─── Working data

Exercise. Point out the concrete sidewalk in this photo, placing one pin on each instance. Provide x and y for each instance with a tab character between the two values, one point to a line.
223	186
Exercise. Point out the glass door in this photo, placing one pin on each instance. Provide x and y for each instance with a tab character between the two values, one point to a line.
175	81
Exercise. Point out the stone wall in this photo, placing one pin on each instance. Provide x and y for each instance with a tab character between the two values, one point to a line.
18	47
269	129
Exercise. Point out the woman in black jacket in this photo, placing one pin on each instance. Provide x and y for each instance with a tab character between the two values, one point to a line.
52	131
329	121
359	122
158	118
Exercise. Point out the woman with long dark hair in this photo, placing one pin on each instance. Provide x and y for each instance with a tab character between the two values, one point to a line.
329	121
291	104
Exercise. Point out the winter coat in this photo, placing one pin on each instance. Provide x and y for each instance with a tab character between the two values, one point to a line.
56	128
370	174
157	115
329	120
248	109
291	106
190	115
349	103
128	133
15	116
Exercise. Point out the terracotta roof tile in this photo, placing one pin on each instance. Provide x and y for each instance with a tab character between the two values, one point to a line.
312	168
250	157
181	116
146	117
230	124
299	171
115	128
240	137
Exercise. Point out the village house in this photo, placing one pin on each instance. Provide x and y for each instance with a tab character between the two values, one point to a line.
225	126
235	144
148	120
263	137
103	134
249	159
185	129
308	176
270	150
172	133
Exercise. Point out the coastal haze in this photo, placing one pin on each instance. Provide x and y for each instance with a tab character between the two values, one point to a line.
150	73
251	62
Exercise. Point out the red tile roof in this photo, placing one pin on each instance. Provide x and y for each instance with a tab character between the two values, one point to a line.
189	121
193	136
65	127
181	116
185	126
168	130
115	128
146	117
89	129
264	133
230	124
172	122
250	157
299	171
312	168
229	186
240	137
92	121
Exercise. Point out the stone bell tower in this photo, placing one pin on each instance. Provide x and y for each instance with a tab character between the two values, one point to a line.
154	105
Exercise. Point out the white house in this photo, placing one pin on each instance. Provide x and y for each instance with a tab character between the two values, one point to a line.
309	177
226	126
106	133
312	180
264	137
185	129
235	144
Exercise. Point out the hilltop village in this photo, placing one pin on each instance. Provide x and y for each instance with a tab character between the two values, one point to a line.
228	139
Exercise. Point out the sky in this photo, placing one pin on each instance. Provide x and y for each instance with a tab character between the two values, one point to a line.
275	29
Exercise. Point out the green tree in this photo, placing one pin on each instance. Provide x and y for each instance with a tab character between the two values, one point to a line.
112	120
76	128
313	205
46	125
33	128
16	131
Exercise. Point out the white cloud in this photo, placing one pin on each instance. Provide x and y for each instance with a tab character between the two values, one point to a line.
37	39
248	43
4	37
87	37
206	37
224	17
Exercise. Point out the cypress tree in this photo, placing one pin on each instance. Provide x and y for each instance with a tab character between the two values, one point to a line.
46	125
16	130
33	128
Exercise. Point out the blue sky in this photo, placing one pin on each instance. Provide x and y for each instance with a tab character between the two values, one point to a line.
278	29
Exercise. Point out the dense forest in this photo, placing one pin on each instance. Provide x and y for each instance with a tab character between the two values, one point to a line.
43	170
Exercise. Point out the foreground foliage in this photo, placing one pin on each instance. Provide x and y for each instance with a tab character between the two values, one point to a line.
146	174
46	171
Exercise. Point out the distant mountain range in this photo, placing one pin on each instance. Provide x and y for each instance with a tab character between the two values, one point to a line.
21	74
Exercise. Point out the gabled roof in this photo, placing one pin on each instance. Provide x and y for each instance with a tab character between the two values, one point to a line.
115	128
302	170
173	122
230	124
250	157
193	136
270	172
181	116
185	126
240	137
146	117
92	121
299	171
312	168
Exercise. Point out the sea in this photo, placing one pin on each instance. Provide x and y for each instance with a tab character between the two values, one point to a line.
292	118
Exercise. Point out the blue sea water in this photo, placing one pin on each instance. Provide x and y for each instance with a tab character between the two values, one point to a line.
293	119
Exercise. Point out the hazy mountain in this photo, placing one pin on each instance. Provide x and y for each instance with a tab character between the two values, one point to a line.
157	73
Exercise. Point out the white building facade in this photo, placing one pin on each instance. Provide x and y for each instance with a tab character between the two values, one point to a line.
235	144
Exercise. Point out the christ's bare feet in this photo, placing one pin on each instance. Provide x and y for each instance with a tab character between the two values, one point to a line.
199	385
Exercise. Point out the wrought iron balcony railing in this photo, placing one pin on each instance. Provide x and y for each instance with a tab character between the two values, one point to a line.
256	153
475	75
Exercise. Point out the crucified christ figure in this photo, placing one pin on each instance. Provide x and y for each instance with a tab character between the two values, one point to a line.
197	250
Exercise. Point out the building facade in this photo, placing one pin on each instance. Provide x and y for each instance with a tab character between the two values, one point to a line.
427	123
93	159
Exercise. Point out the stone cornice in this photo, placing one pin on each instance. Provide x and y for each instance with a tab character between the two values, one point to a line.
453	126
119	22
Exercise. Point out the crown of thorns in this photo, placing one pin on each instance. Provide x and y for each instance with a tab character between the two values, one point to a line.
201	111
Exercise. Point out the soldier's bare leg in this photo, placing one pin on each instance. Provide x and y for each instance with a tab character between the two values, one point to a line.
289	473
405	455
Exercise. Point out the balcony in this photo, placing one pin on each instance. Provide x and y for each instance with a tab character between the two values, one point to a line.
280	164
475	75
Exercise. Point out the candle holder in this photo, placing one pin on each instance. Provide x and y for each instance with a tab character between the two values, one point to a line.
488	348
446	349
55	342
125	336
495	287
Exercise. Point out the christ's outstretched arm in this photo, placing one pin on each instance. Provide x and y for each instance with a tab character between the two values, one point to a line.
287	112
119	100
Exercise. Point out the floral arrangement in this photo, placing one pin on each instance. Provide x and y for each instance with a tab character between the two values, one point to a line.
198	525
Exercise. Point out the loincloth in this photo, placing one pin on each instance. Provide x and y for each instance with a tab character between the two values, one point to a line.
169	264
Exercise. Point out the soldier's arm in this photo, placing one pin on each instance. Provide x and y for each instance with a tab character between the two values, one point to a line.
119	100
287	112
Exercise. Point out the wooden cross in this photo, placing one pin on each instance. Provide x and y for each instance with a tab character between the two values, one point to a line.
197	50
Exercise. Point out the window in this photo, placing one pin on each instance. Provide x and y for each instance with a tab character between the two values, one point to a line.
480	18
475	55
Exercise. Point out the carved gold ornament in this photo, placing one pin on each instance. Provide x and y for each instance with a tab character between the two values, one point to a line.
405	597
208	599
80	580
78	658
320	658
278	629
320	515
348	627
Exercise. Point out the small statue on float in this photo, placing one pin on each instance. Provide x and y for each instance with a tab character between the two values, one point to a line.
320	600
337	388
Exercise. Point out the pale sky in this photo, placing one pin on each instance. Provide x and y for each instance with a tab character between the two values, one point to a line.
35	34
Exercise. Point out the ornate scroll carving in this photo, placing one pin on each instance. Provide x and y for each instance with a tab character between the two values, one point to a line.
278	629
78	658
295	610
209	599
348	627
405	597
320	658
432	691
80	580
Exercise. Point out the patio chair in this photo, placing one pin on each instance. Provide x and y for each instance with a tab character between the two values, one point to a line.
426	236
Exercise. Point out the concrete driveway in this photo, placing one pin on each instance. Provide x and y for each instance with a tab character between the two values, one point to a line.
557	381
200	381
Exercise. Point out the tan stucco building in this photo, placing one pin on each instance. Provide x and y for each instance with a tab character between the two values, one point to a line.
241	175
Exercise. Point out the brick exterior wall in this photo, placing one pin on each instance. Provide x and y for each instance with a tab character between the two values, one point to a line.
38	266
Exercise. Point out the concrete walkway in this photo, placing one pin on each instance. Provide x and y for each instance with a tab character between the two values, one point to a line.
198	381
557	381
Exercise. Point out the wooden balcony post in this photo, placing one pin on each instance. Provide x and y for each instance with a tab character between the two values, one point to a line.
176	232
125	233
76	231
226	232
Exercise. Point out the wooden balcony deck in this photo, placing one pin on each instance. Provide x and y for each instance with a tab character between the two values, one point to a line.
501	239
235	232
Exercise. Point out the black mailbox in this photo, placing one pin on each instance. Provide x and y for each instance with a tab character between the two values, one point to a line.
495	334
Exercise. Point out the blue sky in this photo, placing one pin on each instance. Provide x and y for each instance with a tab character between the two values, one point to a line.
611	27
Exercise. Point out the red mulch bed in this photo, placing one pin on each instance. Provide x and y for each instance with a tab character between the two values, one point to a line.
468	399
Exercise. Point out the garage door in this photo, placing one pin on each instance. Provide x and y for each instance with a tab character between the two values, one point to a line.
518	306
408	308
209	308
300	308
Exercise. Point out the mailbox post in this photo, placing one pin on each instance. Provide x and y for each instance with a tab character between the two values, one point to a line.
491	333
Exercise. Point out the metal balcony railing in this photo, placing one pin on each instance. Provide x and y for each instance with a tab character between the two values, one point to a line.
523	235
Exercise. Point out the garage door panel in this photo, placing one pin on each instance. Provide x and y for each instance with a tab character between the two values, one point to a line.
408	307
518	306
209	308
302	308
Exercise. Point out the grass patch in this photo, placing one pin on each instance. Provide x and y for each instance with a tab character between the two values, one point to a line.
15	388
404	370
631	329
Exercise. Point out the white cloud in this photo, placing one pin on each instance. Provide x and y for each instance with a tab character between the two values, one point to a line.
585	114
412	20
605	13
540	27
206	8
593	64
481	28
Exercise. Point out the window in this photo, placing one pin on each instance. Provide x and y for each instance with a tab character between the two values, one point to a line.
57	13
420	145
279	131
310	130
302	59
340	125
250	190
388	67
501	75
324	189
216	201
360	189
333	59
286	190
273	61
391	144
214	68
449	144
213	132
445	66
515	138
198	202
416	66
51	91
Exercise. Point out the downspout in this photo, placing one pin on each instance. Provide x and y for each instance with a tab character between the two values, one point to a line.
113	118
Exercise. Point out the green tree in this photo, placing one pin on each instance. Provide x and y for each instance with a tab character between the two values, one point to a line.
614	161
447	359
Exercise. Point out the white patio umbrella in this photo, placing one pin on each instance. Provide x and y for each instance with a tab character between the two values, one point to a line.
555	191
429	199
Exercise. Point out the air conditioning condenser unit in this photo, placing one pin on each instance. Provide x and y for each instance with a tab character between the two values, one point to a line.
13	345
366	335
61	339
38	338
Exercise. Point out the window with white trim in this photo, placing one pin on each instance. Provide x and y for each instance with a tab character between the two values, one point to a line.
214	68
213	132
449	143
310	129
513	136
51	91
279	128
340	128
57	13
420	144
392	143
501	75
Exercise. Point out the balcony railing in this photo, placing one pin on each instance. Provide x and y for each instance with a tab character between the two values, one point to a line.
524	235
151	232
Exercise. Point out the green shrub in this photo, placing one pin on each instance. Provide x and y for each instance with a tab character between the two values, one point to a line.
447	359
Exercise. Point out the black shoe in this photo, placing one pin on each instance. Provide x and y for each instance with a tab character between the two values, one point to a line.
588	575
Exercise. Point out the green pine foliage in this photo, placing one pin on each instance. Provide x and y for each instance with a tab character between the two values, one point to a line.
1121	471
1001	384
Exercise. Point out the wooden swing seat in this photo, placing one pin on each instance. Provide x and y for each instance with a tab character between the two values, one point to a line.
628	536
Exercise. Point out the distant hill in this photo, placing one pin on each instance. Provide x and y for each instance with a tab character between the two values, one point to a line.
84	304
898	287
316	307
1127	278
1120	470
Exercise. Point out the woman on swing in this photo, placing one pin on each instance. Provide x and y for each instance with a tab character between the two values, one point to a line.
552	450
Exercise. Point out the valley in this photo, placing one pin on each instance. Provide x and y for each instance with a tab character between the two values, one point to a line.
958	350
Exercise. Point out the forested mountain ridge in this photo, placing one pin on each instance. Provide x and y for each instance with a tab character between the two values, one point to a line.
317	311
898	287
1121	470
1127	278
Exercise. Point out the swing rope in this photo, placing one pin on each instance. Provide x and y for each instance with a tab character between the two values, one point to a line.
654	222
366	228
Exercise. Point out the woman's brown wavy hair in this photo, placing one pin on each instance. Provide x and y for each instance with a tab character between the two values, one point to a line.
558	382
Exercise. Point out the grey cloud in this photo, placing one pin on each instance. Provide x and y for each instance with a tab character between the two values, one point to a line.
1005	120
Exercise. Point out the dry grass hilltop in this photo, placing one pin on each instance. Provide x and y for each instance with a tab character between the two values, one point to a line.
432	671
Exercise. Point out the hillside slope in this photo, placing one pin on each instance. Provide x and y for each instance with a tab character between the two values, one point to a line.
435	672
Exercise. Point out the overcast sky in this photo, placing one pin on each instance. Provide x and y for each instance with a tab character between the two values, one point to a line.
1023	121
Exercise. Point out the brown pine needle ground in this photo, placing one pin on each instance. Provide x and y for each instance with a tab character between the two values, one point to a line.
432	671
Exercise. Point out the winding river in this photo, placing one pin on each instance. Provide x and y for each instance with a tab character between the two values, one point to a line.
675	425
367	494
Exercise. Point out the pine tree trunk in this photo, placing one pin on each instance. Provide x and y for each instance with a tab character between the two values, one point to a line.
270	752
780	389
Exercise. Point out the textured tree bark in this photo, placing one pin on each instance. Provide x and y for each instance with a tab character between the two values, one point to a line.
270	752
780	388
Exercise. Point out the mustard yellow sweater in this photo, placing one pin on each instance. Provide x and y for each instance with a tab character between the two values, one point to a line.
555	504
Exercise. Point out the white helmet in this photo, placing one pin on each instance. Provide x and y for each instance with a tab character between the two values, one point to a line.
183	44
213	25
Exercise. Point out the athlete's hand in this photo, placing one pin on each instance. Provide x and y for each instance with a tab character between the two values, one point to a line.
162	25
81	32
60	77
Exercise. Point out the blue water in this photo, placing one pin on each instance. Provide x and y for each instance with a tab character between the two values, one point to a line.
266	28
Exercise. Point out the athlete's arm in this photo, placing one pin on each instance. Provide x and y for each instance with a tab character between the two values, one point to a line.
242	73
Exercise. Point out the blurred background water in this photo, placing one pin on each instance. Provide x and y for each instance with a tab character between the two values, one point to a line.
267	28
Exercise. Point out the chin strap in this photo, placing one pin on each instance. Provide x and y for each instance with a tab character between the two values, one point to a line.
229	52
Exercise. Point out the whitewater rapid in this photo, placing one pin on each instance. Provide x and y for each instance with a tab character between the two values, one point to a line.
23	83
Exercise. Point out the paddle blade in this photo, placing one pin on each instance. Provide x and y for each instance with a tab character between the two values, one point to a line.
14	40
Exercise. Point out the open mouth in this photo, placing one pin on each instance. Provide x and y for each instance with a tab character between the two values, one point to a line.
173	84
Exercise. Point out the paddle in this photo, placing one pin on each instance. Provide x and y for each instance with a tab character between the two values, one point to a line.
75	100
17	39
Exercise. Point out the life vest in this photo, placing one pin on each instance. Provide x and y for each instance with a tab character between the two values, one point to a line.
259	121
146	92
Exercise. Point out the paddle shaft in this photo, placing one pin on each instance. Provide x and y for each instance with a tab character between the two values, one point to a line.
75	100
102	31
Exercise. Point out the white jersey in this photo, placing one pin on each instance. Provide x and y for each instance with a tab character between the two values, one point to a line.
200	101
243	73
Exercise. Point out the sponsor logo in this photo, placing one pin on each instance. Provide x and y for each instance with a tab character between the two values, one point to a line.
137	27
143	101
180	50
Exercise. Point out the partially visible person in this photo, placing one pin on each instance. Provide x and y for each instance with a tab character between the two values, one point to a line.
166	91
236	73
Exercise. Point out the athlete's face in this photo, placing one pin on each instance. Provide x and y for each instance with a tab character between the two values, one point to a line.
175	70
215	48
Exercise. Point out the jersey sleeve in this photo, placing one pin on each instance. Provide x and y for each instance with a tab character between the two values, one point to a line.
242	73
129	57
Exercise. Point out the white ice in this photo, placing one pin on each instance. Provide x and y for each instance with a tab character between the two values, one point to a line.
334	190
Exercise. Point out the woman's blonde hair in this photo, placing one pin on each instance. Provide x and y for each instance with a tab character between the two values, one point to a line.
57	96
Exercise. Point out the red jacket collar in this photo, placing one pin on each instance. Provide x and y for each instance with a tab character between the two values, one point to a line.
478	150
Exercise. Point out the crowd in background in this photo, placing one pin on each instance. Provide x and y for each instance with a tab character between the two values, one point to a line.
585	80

──────

## Required task
Starting with the line that contains "Exercise. Point out the partially", write out each line through the end of the listing, exactly as it appears, and include nothing else.

## Task answer
Exercise. Point out the partially visible person in this photo, placing one pin on each instance. Provide x and y for each instance with a tab character between the two values, one point to a line.
166	91
236	73
Exercise. Point out the athlete's face in this photo, placing one pin on each instance. Provide x and y for each instance with a tab character between the two values, one point to a line.
175	70
215	48
Exercise. Point out the jersey sleeve in this photo, placing one pin on each instance. Provide x and y for each instance with a tab character between the two values, one point to a line.
242	73
129	57
Exercise. Point out the white ice in this photo, placing one pin on each instance. Provide x and y for each instance with a tab character between the two values, one point to a line.
334	190
Exercise. Point out the woman's blonde hair in this photo, placing one pin on each instance. Provide x and y for each instance with a tab character between the two values, one point to a line.
57	96
Exercise. Point out the red jacket collar in this photo, placing one pin on each instance. Provide x and y for each instance with a tab character between the two values, one point to a line.
478	150
Exercise. Point out the crowd in background in this photo, placing one pin on each instance. Provide x and y for each instance with a tab character between the two values, one point to a line.
585	80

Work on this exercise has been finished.